▶ **Stated task**
In the text below on food, climate, and biodiversity loss, how many gray wolves did taxpayers fund Wildlife Services to kill over the most recent three years?

▶ **Text section**

==*==

Links: Our Food, Our Climate, and Biodiversity Loss
Red wolf communities once populated the continent, from Texas and Oklahoma and Kansas in the west, to Pennsylvania and New Jersey in the east. Were they still here, they’d be naturally curbing the population of white-tailed deer. They are completely gone from our state, chased off by hunting and agribusiness.
Our age has been coined the Anthropocene. We have gone so far as to alter the climate that protects all living beings on Earth.
To make room for grazing, we buried huge swathes of prairie and forestlands. Why have we felt so free to blanket the great North American plains with chemically dependent monoculture crops and feedlots? Only because the interests of the wolves and coyotes, ferrets and foxes, cranes, owls and curlews posed no obstacles in our moral framework.
Today, are we different? No; we continue to displace indigenous beings for agribusiness interests.
Over the most recent three years, taxpayers have funded Wildlife Services killings of 188,670 coyotes, 74,630 beavers, 8,183 foxes, 2,108 bobcats, 1,267 black bears, 1,007 gray wolves, 784 cougars, and 12 endangered grizzly bears.
So this is another reason to divest from animal agribusiness. Not only is it a massive emitter of methane and a heavily carbon-driven food system, but it’s killing the free-living animals. Wolf kills are going on now – in Idaho, Utah, Colorado, Montana, Washington, Oregon, and Wyoming – as wolves are reviled for eating into the profits of sheep farming.

==*==

▶ **Provided information**

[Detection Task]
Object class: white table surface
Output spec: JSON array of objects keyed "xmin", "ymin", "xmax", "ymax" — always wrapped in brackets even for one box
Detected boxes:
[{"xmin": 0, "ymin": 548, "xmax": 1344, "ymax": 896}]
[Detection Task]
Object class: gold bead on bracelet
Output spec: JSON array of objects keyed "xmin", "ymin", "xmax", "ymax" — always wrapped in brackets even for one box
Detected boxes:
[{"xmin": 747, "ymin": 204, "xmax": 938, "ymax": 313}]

==*==

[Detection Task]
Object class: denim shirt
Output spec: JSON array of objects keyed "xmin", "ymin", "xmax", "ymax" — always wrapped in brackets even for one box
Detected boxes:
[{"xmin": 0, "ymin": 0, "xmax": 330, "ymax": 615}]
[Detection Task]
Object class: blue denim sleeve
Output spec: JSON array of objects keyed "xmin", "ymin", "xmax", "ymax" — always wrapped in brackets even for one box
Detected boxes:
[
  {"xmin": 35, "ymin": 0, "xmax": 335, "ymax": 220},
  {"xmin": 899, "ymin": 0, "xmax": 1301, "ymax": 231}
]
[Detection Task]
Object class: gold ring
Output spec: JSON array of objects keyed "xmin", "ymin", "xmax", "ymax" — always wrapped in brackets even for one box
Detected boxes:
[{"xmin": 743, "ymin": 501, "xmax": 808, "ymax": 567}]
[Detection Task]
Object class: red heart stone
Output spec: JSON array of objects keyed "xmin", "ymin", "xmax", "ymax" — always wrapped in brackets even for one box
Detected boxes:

==*==

▶ **Solution to the exercise**
1,007 gray wolves.